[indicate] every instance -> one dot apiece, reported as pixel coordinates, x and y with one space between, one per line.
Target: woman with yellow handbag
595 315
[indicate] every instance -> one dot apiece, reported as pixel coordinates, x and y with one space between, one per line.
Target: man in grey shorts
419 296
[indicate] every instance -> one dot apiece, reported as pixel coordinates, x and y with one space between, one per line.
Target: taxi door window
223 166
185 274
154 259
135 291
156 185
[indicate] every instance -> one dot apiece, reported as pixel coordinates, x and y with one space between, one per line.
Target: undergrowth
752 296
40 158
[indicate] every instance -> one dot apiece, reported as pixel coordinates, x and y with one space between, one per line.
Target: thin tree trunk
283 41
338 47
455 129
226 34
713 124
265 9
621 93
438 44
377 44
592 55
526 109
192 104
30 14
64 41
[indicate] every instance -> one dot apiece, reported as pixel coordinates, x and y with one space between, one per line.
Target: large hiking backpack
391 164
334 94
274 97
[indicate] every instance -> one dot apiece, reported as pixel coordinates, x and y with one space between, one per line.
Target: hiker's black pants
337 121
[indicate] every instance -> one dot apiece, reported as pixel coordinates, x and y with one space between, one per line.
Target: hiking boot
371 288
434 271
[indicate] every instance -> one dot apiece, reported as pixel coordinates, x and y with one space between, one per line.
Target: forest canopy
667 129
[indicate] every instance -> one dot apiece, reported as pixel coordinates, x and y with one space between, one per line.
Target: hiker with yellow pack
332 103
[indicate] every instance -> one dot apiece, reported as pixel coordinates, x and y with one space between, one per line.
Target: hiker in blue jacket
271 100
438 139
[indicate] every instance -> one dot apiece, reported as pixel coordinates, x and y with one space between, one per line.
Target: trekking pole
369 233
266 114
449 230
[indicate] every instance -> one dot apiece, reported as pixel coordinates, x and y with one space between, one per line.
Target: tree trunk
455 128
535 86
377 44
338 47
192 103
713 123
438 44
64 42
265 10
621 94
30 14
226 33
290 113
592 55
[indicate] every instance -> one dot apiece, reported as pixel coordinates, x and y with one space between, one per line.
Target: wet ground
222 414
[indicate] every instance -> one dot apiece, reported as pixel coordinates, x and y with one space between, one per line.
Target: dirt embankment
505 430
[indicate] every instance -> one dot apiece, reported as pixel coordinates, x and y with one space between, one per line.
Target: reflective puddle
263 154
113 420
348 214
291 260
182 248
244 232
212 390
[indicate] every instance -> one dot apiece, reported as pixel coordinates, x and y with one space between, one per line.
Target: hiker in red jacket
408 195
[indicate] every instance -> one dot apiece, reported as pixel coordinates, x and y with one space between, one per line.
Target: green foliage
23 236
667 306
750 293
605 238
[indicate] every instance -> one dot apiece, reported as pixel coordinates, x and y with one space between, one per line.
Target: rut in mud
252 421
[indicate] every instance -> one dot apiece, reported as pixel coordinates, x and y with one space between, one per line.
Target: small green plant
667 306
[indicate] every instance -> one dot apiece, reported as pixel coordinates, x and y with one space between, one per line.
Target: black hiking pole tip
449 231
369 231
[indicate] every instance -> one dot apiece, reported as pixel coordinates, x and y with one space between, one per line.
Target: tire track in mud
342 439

------------------------

> [Exercise description]
Your job is to transcribe the listing exactly, line for line.

> [Output for this exercise]
[indicate] every instance -> one dot apiece, reported as pixel coordinates, x and y with one space between, one per line.
Target: woman with yellow handbag
595 315
[indicate] every instance -> one dot apiece, reported as pixel coordinates, x and y with one space between, one per line.
Target: man in grey shorts
419 296
[indicate] every instance -> one dot apiece, reported as pixel coordinates, x and y with one space between, one per line.
Target: taxi door window
223 166
185 274
154 259
135 291
156 185
[indicate] every instance -> one dot apiece, reported as pixel coordinates, x and y with one space between, one per line.
Target: undergrowth
752 296
40 158
[indicate] every instance -> one dot apiece, reported as pixel coordinates, x and y with one space between, one per line.
Target: thin tree trunk
283 41
338 47
455 129
226 34
713 124
265 9
621 93
438 44
377 44
592 55
526 109
192 104
30 14
64 41
[indicate] every instance -> one dot apiece, reported as pixel coordinates, x and y with one space between, one per line.
Target: large hiking backpack
391 164
334 94
274 97
[indicate] every instance -> one dot apiece, reported as pixel coordinates, x and y with one space between, one per line.
Target: hiker's black pants
337 121
[indicate] every instance -> one dot apiece, reported as pixel coordinates, x and y with one space between, one per line.
Target: hiking boot
371 288
434 271
[indicate] every instance -> one dot apiece, reported as pixel coordinates, x and y with one space between, one per line.
Target: forest canopy
667 129
[indicate] every instance -> one dot apiece, reported as pixel coordinates, x and y with one space between, one per line.
Target: hiker with yellow pack
332 103
[indicate] every instance -> one dot apiece, reported as pixel coordinates, x and y with one space between, one per line.
Target: hiker in blue jacket
271 100
438 139
[indicate] every instance -> one dot apiece, reported as pixel coordinates, x and y with one space between, one per line.
Target: trekking pole
369 233
266 114
449 230
[indicate] every instance -> one dot apiece, reported as pixel coordinates, x and y with one space between, one per line.
Target: tree trunk
455 128
535 86
377 44
338 47
192 103
713 123
438 44
64 42
265 10
621 94
30 14
226 33
290 113
592 55
[indicate] every instance -> one dot apiece, reported as pixel coordinates, x and y with one space between, one per line.
Target: wet ground
222 414
[indicate] every instance -> one dot apiece, reported as pixel coordinates, x and y with one space between, one per line.
Target: dirt embankment
505 430
[indicate] every instance -> one dot apiece, reported as pixel coordinates, x and y with one space between, one per line.
Target: reflective puddle
263 154
113 420
348 214
291 260
182 248
244 232
212 390
[indicate] every instance -> one dot apiece, reported as pixel coordinates, x and y with one space between, one per line.
Target: hiker in red jacket
408 195
[indicate] every instance -> one dot apiece, reported as pixel coordinates, x and y with one space between, one per line.
Target: green foliage
23 236
667 306
750 293
605 238
[indicate] every instance -> one dot apiece, reported as pixel coordinates, x and y with one space between, one per line.
Target: rut in mud
252 421
[indicate] every instance -> one dot apiece, reported as pixel coordinates, x and y with one space between, one per line.
Target: small green plant
667 306
[indicate] every instance -> one dot apiece, reported as pixel coordinates, x and y with one space between, one per line.
Target: black hiking pole tip
449 231
369 231
[indicate] every instance -> one dot apiece, reported as pixel coordinates, x and y with one space between, one per line.
Target: tire track in mud
342 439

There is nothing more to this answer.